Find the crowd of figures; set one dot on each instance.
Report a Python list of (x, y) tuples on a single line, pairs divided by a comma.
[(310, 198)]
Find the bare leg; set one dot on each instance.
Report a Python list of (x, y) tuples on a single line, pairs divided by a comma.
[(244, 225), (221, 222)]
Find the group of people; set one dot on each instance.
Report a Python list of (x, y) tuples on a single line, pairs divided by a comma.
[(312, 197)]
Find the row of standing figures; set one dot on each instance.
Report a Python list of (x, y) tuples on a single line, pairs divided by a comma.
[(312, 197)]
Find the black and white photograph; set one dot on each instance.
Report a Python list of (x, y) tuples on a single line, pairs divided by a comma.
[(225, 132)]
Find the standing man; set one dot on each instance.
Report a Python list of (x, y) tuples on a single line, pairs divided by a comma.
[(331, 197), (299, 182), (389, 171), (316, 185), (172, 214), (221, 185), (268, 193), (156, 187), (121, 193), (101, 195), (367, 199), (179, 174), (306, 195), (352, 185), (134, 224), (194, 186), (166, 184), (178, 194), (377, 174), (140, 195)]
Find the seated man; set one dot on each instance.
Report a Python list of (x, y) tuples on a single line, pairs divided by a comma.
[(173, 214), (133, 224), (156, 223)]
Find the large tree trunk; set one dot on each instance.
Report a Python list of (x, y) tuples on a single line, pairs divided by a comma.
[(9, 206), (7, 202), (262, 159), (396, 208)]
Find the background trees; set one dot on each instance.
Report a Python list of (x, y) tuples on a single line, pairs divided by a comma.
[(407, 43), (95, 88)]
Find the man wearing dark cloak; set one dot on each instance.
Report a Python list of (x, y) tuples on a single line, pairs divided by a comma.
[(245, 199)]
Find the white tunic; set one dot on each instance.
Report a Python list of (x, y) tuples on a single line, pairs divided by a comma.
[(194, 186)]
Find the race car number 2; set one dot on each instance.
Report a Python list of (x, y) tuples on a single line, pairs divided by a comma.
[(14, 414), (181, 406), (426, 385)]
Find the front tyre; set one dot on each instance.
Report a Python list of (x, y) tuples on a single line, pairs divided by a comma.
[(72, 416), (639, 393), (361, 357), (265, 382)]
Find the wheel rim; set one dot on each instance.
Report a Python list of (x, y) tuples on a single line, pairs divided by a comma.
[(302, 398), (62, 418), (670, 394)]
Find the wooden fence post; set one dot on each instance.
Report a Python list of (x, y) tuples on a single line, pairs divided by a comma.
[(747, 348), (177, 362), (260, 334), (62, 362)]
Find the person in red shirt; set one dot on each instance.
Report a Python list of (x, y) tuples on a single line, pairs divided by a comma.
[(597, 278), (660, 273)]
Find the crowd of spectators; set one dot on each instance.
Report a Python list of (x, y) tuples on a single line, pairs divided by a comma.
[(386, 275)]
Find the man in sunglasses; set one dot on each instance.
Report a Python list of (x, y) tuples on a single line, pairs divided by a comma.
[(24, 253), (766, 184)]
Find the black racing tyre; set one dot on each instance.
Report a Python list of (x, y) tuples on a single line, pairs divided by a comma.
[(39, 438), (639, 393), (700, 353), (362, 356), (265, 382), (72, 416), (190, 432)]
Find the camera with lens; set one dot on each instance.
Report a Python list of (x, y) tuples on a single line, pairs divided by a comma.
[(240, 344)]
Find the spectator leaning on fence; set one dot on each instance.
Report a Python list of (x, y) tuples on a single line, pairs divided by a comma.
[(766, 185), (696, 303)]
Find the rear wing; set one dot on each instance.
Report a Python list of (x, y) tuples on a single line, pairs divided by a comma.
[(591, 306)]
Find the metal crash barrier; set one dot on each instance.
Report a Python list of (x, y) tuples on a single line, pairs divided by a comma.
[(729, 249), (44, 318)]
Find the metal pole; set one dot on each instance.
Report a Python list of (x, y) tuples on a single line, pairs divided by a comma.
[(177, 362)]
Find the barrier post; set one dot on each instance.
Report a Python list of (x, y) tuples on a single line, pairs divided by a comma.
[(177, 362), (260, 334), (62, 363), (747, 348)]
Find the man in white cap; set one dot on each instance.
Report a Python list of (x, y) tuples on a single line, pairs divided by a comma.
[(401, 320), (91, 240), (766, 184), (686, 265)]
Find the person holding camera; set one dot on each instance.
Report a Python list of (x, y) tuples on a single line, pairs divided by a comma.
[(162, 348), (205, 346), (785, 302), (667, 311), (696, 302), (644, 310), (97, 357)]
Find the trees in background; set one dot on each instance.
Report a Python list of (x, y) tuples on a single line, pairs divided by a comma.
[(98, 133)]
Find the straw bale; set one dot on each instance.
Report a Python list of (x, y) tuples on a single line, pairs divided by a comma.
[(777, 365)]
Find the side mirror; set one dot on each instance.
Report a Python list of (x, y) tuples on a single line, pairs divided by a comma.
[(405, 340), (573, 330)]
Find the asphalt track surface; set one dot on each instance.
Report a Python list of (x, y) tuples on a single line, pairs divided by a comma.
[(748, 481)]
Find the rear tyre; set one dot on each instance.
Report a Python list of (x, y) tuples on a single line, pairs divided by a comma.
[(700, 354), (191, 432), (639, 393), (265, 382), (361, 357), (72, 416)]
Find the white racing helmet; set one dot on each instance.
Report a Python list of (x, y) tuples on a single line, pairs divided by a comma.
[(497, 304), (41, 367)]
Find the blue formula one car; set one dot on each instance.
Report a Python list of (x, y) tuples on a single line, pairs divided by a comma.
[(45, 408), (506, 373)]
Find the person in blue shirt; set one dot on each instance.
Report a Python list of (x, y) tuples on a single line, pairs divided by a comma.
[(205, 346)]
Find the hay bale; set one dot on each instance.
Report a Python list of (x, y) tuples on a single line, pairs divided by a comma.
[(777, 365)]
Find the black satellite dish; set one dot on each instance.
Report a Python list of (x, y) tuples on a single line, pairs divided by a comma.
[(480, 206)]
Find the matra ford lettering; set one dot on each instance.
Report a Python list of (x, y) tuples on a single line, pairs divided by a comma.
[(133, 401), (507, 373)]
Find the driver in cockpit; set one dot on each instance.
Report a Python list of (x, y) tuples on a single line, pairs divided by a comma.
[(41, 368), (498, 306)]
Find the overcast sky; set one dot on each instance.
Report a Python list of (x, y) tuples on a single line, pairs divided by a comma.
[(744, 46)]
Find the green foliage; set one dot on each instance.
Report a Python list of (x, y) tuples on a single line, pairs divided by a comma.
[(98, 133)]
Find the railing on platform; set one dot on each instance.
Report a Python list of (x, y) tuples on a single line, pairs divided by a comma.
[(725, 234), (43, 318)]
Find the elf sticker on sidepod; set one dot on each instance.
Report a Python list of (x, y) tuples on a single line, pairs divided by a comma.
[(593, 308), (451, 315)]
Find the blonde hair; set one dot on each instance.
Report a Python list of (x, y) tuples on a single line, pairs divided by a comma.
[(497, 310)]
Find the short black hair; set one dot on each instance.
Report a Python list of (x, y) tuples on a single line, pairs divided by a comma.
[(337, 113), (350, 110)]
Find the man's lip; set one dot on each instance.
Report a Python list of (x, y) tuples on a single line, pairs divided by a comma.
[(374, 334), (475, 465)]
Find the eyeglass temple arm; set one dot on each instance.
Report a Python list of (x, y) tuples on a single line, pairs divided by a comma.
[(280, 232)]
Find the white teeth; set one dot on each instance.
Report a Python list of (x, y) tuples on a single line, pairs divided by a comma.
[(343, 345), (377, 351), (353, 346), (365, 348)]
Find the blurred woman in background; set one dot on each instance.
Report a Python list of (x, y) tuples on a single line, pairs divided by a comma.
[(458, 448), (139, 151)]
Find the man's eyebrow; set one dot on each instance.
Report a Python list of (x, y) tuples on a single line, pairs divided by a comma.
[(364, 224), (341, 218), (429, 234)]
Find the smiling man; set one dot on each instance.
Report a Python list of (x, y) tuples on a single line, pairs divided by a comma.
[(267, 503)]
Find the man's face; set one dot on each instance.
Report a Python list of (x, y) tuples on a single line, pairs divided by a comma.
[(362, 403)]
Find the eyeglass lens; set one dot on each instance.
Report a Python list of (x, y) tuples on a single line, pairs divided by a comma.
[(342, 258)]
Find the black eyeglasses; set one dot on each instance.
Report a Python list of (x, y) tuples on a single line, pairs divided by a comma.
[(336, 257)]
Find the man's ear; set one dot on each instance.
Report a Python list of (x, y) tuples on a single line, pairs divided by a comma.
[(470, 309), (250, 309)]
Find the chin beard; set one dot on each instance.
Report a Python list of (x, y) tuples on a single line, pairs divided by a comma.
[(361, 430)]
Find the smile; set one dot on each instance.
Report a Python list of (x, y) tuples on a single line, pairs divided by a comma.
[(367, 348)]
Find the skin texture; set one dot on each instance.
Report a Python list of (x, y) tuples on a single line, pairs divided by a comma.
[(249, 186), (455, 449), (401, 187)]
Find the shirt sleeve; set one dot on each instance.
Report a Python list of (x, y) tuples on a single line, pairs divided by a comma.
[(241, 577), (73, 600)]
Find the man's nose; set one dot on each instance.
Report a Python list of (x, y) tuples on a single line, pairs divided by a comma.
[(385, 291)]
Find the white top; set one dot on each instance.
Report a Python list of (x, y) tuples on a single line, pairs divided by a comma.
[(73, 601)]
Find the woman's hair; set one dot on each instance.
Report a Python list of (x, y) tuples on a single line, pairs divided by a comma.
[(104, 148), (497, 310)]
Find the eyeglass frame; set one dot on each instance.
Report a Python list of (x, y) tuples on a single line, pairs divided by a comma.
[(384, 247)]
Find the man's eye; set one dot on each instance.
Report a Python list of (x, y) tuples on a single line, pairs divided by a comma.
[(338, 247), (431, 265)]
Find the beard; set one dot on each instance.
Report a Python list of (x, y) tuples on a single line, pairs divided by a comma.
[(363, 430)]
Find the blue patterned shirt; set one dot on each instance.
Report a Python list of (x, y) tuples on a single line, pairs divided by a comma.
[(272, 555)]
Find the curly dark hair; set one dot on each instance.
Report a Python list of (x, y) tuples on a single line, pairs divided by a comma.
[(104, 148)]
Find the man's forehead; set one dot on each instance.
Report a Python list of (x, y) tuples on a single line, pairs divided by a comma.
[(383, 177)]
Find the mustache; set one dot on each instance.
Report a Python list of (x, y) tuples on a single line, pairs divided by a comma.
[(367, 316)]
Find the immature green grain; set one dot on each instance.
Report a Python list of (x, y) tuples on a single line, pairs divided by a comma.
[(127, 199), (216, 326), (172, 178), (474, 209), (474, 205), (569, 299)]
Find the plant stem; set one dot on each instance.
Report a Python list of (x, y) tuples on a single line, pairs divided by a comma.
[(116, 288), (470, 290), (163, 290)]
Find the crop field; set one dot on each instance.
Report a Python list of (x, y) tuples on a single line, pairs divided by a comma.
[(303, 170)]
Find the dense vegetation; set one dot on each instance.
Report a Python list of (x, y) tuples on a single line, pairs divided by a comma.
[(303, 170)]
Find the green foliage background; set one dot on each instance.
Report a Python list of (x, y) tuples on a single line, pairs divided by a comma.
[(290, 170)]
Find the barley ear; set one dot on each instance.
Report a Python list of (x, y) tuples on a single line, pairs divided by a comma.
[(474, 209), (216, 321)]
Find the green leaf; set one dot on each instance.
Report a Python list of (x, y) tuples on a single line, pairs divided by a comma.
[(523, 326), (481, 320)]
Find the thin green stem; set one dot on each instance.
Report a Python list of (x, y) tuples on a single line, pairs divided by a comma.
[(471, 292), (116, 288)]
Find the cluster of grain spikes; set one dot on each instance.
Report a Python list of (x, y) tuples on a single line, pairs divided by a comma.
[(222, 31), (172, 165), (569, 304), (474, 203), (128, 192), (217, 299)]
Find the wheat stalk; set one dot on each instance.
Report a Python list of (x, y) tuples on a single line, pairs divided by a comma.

Task instructions:
Your answer should be the lines above from the one containing "Find the elf" through the one containing "Find the smile; set one dot on each instance.", copied exactly and with both ends kept.

Answer to this task:
Find the elf sticker on sidepod; set one dot on each instance.
Report a Python list of (x, y) tuples on a single line, pairs divided by a comma.
[(593, 308), (451, 315)]
Find the blonde hair; set one dot on each instance.
Report a Python list of (x, y) tuples on a single line, pairs divided by a comma.
[(497, 310)]
Find the short black hair; set one dot on each instance.
Report a Python list of (x, y) tuples on a single line, pairs divided by a comma.
[(337, 113), (350, 110)]
Find the man's lip; set one dot on each instance.
Report a Python list of (x, y) tuples on a single line, pairs divided by a comma.
[(374, 334), (475, 465)]
Find the eyeglass temple arm; set one dot on each instance.
Report a Python list of (x, y) tuples on a single line, pairs divided by a comma.
[(280, 232)]
Find the white teeth; set one dot on each instance.
Report a Python list of (x, y) tuples on a single line, pairs divided by a comma.
[(343, 345), (377, 351), (353, 346), (365, 348)]
Find the blurred woman in background; set one dot on each instance.
Report a Python list of (x, y) tuples on a single line, pairs divided by a comma.
[(458, 448), (139, 151)]
Find the man's eyebrow; set one dot on each instance.
Report a Python list of (x, y) tuples on a single line, pairs divided by a comma.
[(364, 224), (341, 218), (429, 234)]
Find the smiling man; set one dot on each instance.
Report a Python list of (x, y) tuples on a single line, pairs divided by a comma.
[(267, 503)]
Find the man's face; set one dot on each instance.
Report a Python list of (x, y) tuples on a single line, pairs divided by a comma.
[(362, 403)]
Find the eyeglass lens; set one dot on each instance.
Report a Python list of (x, y) tuples on a single line, pairs divided by a comma.
[(342, 258)]
Find the black eyeglasses; set one dot on each instance.
Report a Python list of (x, y) tuples on a single line, pairs divided by a comma.
[(336, 257)]
Find the man's ear; set one dot on each instance.
Report a Python list of (x, y) tuples on a single line, pairs divided by a comma.
[(470, 309), (250, 309)]
Find the chin beard; set one dot on each instance.
Report a Python list of (x, y) tuples on a single line, pairs divided by a comma.
[(361, 430)]
Find the smile; set one dot on each instance.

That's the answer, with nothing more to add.